Dataset entries:

--

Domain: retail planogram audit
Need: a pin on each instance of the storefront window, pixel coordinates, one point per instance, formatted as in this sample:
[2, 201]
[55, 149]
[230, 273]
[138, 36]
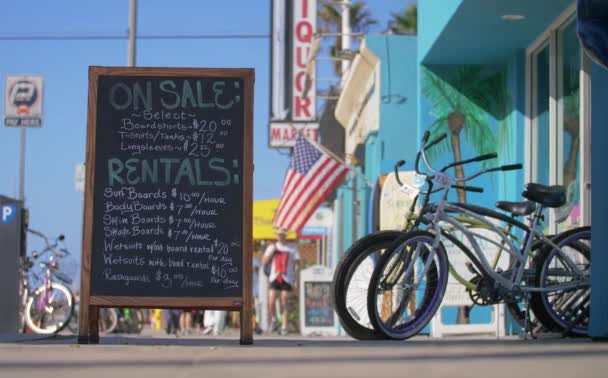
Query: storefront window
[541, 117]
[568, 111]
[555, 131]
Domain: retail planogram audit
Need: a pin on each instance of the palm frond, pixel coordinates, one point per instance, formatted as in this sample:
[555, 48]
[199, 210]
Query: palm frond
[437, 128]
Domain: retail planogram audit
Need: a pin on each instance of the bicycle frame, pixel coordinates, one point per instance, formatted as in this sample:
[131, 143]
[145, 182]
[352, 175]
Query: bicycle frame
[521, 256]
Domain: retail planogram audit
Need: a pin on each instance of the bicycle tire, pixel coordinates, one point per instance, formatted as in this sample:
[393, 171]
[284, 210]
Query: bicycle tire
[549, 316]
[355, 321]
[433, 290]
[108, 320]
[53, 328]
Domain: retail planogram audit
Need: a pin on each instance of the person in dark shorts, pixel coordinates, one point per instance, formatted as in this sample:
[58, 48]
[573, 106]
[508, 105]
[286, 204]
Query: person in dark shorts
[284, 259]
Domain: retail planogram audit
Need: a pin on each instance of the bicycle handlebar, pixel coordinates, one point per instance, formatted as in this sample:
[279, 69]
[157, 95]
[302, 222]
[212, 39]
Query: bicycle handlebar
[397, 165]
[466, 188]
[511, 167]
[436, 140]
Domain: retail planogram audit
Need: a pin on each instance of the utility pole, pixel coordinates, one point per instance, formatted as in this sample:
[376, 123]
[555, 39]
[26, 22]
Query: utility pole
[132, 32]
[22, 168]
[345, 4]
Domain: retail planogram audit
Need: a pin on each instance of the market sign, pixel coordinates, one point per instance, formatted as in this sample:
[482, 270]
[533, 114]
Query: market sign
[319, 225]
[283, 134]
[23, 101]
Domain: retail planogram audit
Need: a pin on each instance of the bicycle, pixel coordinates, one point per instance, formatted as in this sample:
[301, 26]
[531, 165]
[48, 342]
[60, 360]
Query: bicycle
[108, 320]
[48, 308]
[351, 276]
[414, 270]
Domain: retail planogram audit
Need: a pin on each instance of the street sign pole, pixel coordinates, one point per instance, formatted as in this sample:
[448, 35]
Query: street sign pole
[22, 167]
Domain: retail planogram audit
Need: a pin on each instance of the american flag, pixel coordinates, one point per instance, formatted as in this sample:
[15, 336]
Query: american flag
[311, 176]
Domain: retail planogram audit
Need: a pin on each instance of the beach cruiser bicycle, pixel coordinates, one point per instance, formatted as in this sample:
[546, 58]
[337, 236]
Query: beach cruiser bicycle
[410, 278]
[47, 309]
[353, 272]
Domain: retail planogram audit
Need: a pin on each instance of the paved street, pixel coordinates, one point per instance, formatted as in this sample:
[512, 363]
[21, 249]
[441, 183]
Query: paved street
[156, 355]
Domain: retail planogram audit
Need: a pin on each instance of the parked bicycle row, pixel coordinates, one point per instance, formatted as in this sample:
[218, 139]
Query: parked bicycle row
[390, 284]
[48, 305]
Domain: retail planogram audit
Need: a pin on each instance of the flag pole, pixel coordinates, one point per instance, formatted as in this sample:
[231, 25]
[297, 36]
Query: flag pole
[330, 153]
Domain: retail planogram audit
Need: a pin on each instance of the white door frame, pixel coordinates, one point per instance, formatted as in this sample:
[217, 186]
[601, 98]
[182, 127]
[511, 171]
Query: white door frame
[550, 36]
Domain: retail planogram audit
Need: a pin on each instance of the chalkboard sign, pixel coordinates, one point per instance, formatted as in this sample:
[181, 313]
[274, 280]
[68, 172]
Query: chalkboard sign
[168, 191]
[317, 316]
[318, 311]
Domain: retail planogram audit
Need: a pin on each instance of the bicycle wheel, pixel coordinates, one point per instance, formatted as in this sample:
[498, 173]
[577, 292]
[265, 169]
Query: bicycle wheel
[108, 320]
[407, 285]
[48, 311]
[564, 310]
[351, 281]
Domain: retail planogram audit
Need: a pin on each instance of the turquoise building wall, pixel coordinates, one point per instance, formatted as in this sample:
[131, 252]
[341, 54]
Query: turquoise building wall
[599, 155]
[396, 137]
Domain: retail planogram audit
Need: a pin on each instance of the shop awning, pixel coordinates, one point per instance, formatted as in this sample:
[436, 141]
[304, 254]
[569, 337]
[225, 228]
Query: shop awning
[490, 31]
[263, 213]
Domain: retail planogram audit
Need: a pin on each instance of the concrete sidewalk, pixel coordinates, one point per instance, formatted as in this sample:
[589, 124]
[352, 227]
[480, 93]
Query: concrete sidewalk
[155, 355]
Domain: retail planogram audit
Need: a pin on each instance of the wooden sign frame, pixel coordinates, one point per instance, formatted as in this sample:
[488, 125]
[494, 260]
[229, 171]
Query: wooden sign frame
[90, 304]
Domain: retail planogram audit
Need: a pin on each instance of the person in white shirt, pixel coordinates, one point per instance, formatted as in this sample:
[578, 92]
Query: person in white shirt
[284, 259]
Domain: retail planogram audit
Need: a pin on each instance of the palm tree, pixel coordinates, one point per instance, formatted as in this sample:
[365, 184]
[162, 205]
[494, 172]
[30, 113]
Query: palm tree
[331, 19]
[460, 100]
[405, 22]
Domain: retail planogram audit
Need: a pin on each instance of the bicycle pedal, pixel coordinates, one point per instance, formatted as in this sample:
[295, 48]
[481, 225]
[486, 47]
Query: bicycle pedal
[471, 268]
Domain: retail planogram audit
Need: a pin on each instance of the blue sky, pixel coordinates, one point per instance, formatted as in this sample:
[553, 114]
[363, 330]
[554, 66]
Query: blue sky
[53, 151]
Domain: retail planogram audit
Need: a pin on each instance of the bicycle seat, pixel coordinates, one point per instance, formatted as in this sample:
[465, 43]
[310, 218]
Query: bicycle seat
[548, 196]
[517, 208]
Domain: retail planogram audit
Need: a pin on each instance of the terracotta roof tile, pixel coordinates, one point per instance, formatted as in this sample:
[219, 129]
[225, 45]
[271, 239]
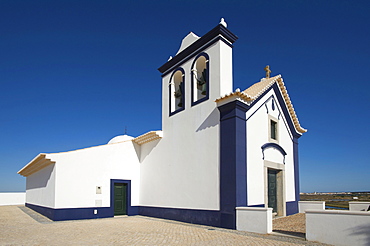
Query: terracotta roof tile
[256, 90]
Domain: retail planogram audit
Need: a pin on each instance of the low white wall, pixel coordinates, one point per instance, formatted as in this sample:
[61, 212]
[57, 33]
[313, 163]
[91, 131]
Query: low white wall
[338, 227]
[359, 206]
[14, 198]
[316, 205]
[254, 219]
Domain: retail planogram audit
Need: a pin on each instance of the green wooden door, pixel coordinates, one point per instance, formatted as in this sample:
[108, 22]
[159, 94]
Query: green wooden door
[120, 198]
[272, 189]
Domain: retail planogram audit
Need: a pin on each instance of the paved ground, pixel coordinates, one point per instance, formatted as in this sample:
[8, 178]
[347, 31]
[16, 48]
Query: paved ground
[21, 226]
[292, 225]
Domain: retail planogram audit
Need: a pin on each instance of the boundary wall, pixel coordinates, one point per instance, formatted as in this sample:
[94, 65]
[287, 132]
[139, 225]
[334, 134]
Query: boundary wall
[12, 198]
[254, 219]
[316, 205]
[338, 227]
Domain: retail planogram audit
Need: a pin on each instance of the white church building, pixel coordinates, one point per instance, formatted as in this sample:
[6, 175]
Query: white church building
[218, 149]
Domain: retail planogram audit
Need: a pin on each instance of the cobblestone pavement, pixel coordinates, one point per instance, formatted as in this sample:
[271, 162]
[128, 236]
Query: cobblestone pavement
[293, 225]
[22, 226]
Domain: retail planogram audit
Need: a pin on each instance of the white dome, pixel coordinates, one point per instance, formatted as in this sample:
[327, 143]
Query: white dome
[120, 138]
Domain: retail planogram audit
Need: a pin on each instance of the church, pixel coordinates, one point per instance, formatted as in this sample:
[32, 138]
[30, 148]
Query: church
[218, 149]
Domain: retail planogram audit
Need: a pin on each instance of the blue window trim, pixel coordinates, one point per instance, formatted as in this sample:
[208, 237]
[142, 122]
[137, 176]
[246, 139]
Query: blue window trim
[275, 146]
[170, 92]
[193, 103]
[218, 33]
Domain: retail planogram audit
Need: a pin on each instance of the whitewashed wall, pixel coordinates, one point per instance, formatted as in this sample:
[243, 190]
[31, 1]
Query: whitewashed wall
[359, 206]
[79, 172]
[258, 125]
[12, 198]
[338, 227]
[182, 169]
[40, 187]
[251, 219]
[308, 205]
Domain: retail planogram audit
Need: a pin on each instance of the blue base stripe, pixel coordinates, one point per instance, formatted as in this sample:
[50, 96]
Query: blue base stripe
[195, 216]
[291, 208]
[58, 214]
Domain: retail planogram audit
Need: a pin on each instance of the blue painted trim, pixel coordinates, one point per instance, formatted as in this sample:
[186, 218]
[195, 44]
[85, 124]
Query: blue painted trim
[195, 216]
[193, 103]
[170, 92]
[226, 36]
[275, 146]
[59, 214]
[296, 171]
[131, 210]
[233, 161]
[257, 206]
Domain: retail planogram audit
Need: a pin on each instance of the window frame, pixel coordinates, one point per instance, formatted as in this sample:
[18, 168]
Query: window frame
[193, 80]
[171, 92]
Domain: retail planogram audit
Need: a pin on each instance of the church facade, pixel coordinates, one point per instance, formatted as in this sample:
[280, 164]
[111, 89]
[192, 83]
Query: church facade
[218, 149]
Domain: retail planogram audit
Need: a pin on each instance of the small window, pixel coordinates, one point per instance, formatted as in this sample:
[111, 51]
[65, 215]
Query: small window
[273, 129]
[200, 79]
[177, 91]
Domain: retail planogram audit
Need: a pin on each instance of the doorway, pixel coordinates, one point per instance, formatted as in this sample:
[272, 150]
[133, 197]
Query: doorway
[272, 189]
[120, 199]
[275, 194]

--

-- Problem --
Your task is to restate, word for word, the line with "Query: church facade" and all lines after it, ending with the last line of the data.

-- Result of this exercise --
Query: church facade
[218, 149]
Domain: retail planogram audit
Need: a pin on each instance of the small window, pixel coordinates, one point per instance, formatted as in this sample:
[111, 51]
[65, 215]
Query: small window
[273, 129]
[200, 79]
[177, 91]
Domain: retail planogram audit
Need: a pin on each instance of the doorway, pixel coordinates, one point per instance, formatted as in this sample:
[272, 150]
[133, 197]
Query: doorway
[272, 189]
[120, 199]
[275, 194]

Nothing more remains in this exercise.